#### QUELLENAUSZUG

49So i.E. auch Richterdienstgericht Düsseldorf, Beschluss vom 13. November 2019 – DG-3/2019 –, juris Rn. 55 ff.
50Welche – weder aus den Gesetzesmaterialien noch im Übrigen ersichtliche – Intention der nordrhein-westfälische Gesetzgeber mit der Schaffung einer sowohl von der bundesrechtlichen Regelung (§ 38 Abs. 2 Satz 1, Abs. 1 Satz 1 Nr. 1 BDG) als auch von zahlreichen landesrechtlichen Bestimmungen abweichenden Vorschrift verfolgte, ist angesichts der Bindung der Disziplinarkammer an Recht und Gesetz für die Entscheidung ebenso unerheblich wie die Frage, ob § 38 Abs. 2 LDG NRW in seiner aktuellen Fassung den Einbehalt von Dienstbezügen sachgerecht regelt. Soweit der Antragsgegner in der Antragserwiderung (S. 19 f.) diesbezüglich rechtspolitische Bedenken äußert,
51vgl. auch Gansen, in: Gansen, Disziplinarrecht in Bund und Ländern, Stand: Februar 2024, § 38 BDG, Rn. 113a,
52geht sein Vortrag somit ins Leere.
53Die Kostenentscheidung beruht auf § 74 Abs. 1 LDG NRW i.V.m. § 154 Abs. 1 VwGO.

########
#### MATERIAL

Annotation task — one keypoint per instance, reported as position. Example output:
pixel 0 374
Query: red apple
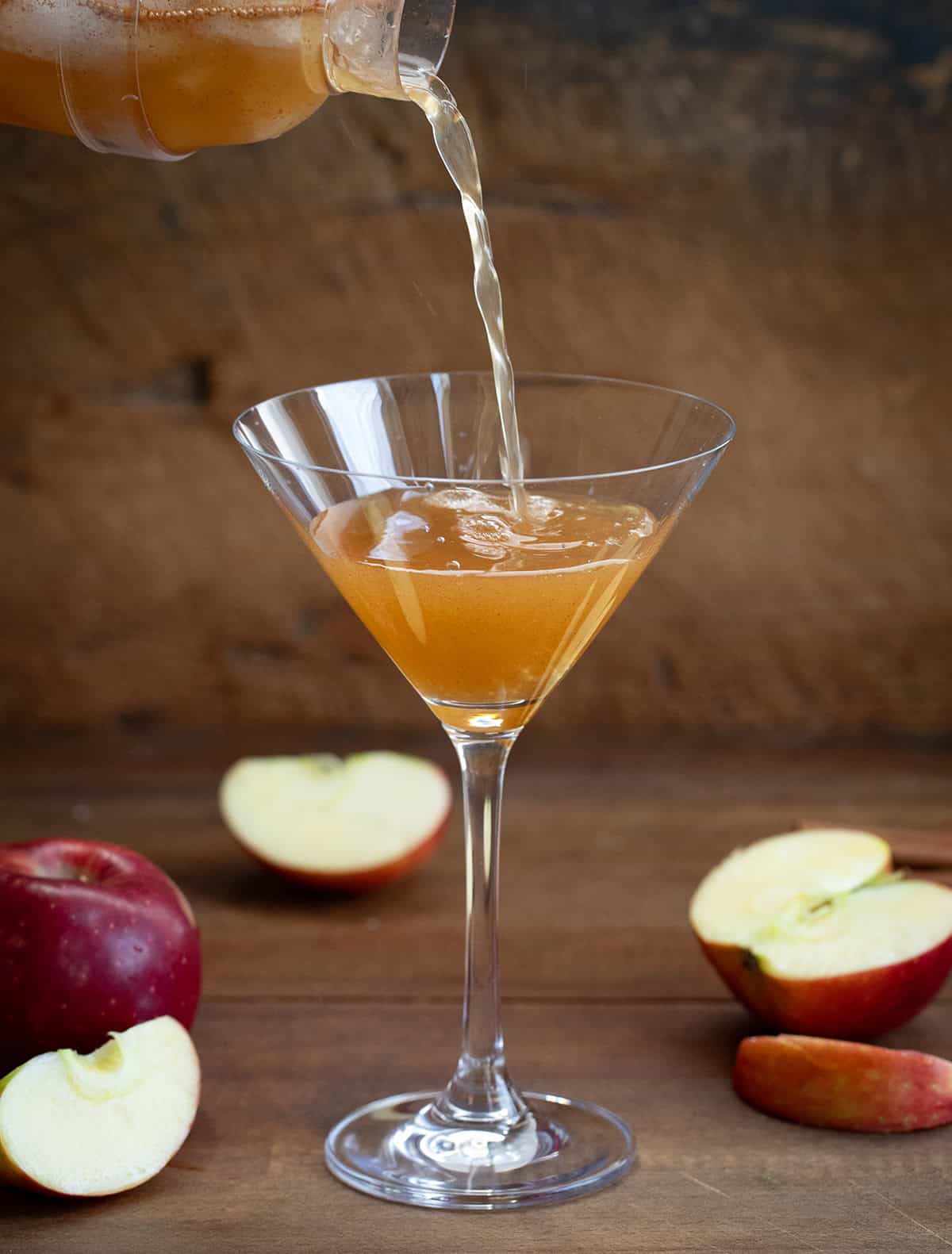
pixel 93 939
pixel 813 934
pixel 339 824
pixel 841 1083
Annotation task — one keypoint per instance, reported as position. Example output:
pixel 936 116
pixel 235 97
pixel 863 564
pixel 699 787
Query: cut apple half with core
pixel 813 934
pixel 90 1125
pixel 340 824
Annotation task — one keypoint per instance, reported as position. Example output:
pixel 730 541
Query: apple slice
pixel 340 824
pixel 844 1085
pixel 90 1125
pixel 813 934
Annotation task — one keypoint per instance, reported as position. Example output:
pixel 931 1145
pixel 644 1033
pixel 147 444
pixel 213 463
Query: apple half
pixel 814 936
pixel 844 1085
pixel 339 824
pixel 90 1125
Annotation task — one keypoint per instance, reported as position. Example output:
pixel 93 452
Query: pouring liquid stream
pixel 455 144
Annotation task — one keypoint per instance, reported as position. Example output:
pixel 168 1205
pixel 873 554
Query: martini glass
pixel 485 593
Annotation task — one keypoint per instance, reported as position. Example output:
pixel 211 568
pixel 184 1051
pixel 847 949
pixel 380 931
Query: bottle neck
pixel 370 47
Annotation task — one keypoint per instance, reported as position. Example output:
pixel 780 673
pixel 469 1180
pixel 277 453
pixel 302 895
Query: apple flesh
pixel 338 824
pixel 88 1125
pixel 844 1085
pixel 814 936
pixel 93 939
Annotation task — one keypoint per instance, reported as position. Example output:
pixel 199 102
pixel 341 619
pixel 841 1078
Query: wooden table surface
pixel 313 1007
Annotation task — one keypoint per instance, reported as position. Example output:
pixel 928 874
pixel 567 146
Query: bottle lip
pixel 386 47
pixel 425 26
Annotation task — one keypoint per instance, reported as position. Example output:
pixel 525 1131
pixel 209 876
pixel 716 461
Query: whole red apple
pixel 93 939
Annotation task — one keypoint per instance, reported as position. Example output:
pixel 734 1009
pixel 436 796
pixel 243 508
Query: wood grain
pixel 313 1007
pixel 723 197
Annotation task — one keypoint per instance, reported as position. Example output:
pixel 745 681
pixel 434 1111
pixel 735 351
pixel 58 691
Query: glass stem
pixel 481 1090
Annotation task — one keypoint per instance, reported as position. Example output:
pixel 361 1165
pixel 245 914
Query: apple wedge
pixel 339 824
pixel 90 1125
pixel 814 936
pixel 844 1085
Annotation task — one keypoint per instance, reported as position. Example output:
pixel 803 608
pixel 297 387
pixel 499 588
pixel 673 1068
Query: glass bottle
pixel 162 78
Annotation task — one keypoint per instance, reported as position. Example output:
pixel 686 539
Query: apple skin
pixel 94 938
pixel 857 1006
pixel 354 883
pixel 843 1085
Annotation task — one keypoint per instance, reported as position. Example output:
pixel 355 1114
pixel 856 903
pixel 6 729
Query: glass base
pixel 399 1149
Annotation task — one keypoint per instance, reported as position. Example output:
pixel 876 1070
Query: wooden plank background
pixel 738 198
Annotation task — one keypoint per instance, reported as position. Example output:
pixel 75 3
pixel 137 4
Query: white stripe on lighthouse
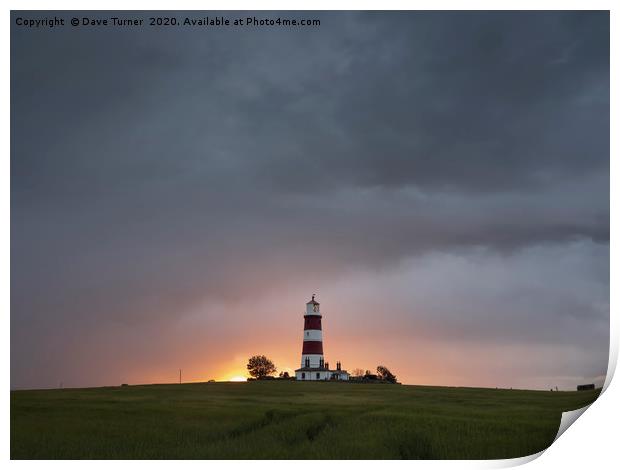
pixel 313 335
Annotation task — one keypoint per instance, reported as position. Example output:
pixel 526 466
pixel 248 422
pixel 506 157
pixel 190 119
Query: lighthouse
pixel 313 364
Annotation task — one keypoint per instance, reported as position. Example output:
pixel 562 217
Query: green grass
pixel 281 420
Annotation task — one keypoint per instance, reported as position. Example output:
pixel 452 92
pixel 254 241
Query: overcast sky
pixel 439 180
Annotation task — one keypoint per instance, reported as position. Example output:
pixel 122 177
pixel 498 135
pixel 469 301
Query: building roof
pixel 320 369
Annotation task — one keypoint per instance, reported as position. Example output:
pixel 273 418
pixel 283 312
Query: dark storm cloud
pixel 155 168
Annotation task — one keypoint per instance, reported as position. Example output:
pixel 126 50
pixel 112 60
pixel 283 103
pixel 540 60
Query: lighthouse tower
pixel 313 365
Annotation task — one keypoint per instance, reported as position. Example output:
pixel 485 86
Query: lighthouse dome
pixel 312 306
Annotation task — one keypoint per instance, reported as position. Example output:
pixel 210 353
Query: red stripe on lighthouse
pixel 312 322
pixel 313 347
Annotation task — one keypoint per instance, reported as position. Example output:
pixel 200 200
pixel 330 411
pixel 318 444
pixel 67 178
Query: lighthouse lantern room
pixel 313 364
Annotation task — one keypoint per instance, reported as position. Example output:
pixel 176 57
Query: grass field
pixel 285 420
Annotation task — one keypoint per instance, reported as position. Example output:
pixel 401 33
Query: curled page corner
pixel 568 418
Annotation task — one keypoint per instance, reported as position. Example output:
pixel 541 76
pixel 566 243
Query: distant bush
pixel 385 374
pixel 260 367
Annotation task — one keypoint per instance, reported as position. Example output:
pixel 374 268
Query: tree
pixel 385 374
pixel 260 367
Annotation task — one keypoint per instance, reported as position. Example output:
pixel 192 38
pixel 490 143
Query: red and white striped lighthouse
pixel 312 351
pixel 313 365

########

▸ ARBEITSAUFTRAG
Beantworte anhand des Quellenauszugs:
1. Welches Gericht wird mit einem Beschluss vom 13. November 2019 angeführt?
2. Auf welchen Seiten der Antragserwiderung äußert der Antragsgegner rechtspolitische Bedenken?
3. Auf welchen Vorschriften beruht die Kostenentscheidung?

▸ LÖSUNG
1. Das Richterdienstgericht Düsseldorf
2. Auf S. 19 f.
3. Auf § 74 Abs. 1 LDG NRW i.V.m. § 154 Abs. 1 VwGO